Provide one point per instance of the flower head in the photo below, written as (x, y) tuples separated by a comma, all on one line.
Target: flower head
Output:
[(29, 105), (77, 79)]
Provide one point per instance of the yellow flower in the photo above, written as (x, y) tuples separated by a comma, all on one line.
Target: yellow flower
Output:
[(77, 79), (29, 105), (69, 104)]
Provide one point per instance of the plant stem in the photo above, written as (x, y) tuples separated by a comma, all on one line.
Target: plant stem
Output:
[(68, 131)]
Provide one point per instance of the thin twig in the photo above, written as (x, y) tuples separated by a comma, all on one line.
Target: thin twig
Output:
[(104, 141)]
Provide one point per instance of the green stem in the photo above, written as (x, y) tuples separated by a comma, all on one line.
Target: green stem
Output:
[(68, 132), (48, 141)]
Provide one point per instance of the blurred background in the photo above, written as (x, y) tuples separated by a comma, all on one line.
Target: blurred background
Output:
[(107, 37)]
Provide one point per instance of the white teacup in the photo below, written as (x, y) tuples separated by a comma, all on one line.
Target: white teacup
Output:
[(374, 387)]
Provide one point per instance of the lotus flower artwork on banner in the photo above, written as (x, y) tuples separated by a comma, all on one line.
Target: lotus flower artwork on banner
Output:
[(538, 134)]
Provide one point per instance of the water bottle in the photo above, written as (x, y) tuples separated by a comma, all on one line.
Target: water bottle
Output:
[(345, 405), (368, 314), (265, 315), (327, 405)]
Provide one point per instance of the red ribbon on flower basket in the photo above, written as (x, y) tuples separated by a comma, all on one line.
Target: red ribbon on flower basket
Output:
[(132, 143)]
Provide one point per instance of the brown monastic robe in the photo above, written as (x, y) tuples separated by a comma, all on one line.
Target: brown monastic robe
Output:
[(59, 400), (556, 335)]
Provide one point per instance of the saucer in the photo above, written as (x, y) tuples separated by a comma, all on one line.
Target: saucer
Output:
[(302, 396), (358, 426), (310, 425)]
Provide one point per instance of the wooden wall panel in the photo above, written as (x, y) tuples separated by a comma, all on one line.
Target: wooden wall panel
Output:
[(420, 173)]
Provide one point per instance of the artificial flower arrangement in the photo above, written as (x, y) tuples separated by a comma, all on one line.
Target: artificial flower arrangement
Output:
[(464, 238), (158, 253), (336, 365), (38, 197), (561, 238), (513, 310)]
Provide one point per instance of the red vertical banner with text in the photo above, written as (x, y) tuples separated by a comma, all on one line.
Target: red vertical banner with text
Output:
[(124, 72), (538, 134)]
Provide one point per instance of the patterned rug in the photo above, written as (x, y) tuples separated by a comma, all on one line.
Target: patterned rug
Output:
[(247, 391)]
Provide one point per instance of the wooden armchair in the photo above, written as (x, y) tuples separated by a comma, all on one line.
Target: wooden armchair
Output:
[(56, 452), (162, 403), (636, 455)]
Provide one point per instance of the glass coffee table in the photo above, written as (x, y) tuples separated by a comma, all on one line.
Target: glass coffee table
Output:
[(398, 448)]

- [What to produce]:
Precisely reproduce all the entries shown above.

- [Written solution]:
Provide one point per instance of the flower head in the photo below, written as (x, y) tuples separated by a comma, all on one line.
Target: flower head
Output:
[(29, 105), (77, 79)]
Provide one point per instance of the yellow flower in the photo above, written as (x, y) tuples separated by a comma, all on one line.
Target: yellow flower
Output:
[(77, 79), (29, 105), (69, 104)]
Provide one point per instance of the plant stem in the photo above, written as (x, y) tuples separated by a comma, all on one line.
Target: plant stem
Output:
[(68, 131)]
Provide one point per instance of the thin twig in the photo above, written as (x, y) tuples separated by a comma, all on one line.
Target: thin twig
Output:
[(104, 141)]
Provide one point per instance of the green stem in the photo above, written as (x, y) tuples separated by a comma, all on one line.
Target: green stem
Output:
[(68, 132), (48, 141)]
Provide one point per instance of the blurred background in the photo above, written as (x, y) tuples separated by a comma, all on one line.
Target: blurred background
Output:
[(107, 37)]
Provide one point per instance of the white teacup in the photo below, written as (x, y) tuples separated by a comma, all on one line.
Target: white teacup
Output:
[(374, 387)]
Provide one point per instance of the lotus flower artwork on banner in the photo above, written as (x, y) tuples separated by a comma, all on one line.
Target: lotus flower artwork on banner
Output:
[(538, 134)]
Provide one point per instance of the water bottle in the photo above, written as (x, y) tuples separated by a comma, all on one line.
Target: water bottle
Output:
[(345, 405), (368, 314), (265, 315), (327, 405)]
Provide one point per instance of the red ribbon on flower basket in the photo above, written as (x, y) tuples separated by a comma, all on one line.
Target: red ribbon on flower basket
Output:
[(132, 143)]
Provide one point per instance of the brown monastic robe in the photo above, written as (x, y) tuples separated by a comma, all on one line.
Target: brown monastic robe
Output:
[(59, 400), (556, 335)]
Provide one point per instance of the saucer in the photo above, written as (x, y) tuples separated by a comma, all on one line.
Target: saucer
Output:
[(302, 396), (358, 426), (310, 425)]
Provide one point per instance of the wooden wall panel in the photo above, written as (x, y) tuples separated by a comma, all on one line.
Target: wooden wall panel
Output:
[(420, 173)]
Provide one point per instance of the artificial flower arrangement in the photo above, written as (x, y) tuples separated by a comma, all on one line.
Target: artificial flower arrangement
Output:
[(464, 238), (158, 253), (336, 365), (38, 197), (561, 238), (513, 310)]
Provide one point per instance of the red vertical banner with text in the photo above, written as (x, y) tuples separated by a comma, all on one line.
Target: red vertical banner with text
Output:
[(124, 72), (538, 134)]
Provide one point per instance of the patterned rug in the photo above, written as (x, y) tuples separated by a comma, all on one line.
Target: patterned rug
Output:
[(247, 391)]
Provide one point per instance of the wooden armchair in the photo above, written as (x, y) tuples separated by a comma, all on one line.
Target: wooden armchair
Output:
[(56, 452), (162, 403), (636, 455)]
Provide one point per instance of the glass coffee table in the photo above, written as (x, y) tuples separated by a comma, all on one line.
Target: glass coffee table
Output:
[(398, 448)]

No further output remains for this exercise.